### Document passage
Content starts

Bundesliga is back: King Lewy hits 40 again as Bayern win against bleak Berlin backdrop
- Bayern Munich stretched an unbeaten run to 16 games and sit pretty in the Bundesliga, as Germany showed a blueprint for football's return.
Robert Lewandowski had been away longer than the Bundesliga.
But in a world where uncertainty surrounds us, there was still a certain inevitability the Pole would make the difference for Bayern Munich at Union Berlin.
A penalty got him there, after Neven Subotic carelessly booted Leon Goretzka, and Benjamin Pavard's late header made the points safe.
And so that's 40 goals again for Lewandowski, reaching that dizzying mark for a fifth season in succession, with eight Bundesliga games remaining and Champions League and DFB Pokal campaigns to complete.
The striker missed Bayern's three games immediately prior to the German season being suspended in March, after hurting his knee in Bayern's 3-0 hush-hushing of Chelsea at Stamford Bridge.
But Lewandowski is back in time for Bayern to renew their assault on success at home and in Europe, and given his first 40 goals of the campaign came in just 34 games, what price him making it to the half-century before the season's end?
The penalty, calmly slotted to the bottom right corner after a twitchy run-up, rewarded Bayern for a strong enough first-half showing, one in which they had already seen a Thomas Muller tap-in disallowed after a VAR check.
That had been a classic marginal call - the sort for which we almost became nostalgic during football's grim hiatus.
And of course the goal, when it arrived in the 40th minute, was met by near silence, which is going to take some getting used to.
This is a centenary year for Union's old-school ground, the Stadion An der Alten Forsterei (Stadium of the Old Forestry), and the flag-flying and scarf-waving that is usually such a feature was replaced by the barest of backdrops.
Banks of empty seats can provide colour, but empty terraces speak of bleak times, and there are three major standing areas at Union - one at each end and another running the length of the pitch.
Taking into account the fact each terrace would benefit from a lick of paint, or a truckful, there was a majorly austere vibe to this occasion, and the once-familiar energy and noise isn't returning any time soon.
But Germany could take a bow after an apparently successful weekend. Its decision to bring back the Bundesliga - the first of Europe's major leagues to return - came on the back of the country's seemingly effective steps to control the COVID-19 spread.
The reproduction - or R - rate is reported to be around a manageable 0.75, and while the country is close to reaching 8,000 deaths from the pandemic, that figure is tragically dwarfed elsewhere in Western Europe. The United Kingdom and Italy have passed 30,000 and Spain and France are not far away from that grim mark.
Chancellor Angela Merkel and her team have left governments elsewhere pondering their own handling of the crisis, and the Bundesliga has struck a similarly effective tone.
The return of football in South Korea had a sense of the shambolic about it, but in Germany there has been impressive social distancing, substitutes sitting several seats away from each other in the stands, leaving the pitchside dugouts to coaching staff.

Content ends

### Data extract
Content starts

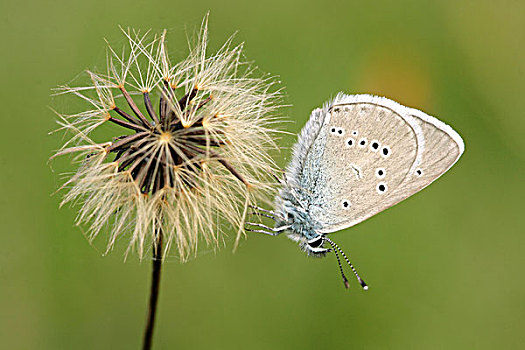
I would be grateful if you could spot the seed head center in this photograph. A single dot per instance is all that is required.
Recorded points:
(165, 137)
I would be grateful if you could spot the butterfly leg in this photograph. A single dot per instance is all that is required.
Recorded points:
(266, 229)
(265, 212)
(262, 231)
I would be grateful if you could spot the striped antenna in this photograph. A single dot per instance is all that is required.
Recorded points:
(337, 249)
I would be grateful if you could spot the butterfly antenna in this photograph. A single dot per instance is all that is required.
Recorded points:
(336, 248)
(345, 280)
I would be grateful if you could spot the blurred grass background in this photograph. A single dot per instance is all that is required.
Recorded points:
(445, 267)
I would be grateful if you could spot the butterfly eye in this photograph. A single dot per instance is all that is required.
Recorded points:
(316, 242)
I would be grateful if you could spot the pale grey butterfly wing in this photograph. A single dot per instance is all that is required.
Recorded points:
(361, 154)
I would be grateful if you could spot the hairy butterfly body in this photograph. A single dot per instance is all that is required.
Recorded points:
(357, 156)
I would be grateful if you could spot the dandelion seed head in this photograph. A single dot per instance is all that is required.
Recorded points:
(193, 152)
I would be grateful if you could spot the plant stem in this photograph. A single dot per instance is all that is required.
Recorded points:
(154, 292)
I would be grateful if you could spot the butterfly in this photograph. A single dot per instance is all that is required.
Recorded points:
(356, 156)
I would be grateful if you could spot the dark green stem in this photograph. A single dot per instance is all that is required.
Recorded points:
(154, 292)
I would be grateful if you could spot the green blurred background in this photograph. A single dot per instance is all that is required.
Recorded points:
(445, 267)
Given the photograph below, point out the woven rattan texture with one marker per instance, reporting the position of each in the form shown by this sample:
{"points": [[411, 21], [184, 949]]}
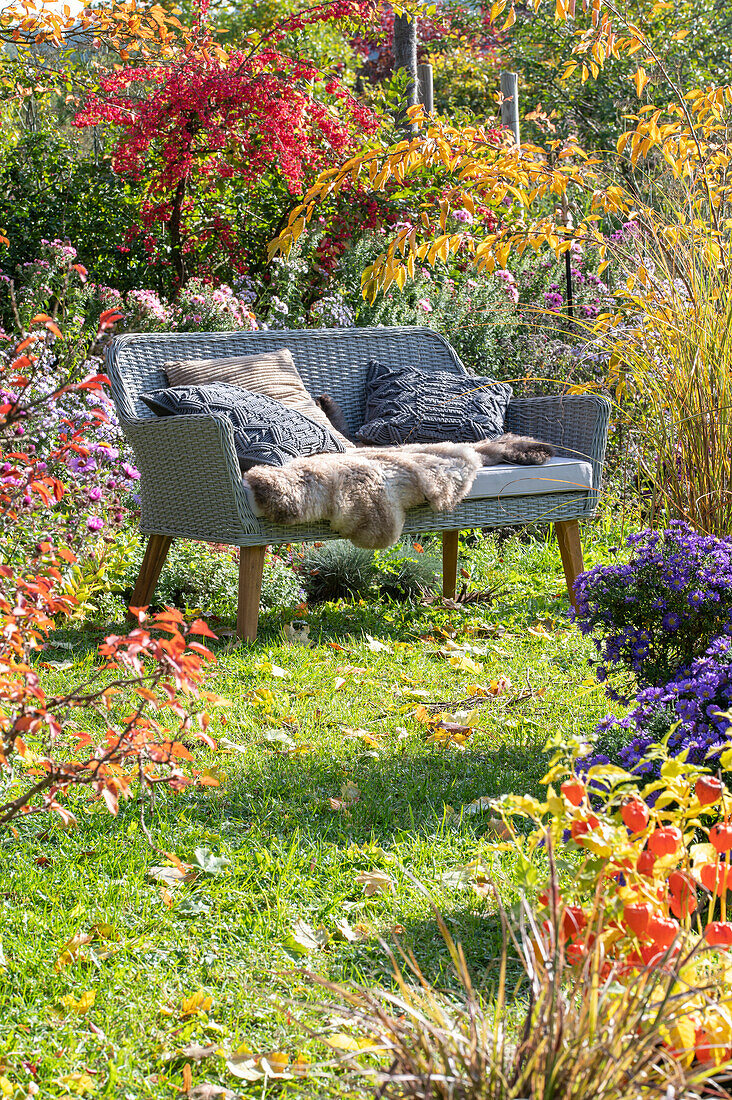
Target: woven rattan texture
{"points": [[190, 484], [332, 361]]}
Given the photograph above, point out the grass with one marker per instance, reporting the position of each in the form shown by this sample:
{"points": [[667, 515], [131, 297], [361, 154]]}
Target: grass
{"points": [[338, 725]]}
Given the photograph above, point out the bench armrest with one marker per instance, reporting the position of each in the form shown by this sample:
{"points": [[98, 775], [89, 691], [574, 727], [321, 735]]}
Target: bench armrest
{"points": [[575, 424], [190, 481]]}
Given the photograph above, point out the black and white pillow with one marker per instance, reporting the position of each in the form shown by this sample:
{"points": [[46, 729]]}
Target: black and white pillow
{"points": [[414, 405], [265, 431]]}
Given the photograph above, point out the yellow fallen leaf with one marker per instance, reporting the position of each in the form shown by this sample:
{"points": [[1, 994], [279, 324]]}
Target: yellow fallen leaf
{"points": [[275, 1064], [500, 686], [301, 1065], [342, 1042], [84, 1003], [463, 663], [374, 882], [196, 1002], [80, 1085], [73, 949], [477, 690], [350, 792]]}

Content ends

### Task to carry out
From the match report, copy the passage from "The penalty, calmly" to "barest of backdrops." word for word.

### Answer to this task
The penalty, calmly slotted to the bottom right corner after a twitchy run-up, rewarded Bayern for a strong enough first-half showing, one in which they had already seen a Thomas Muller tap-in disallowed after a VAR check.
That had been a classic marginal call - the sort for which we almost became nostalgic during football's grim hiatus.
And of course the goal, when it arrived in the 40th minute, was met by near silence, which is going to take some getting used to.
This is a centenary year for Union's old-school ground, the Stadion An der Alten Forsterei (Stadium of the Old Forestry), and the flag-flying and scarf-waving that is usually such a feature was replaced by the barest of backdrops.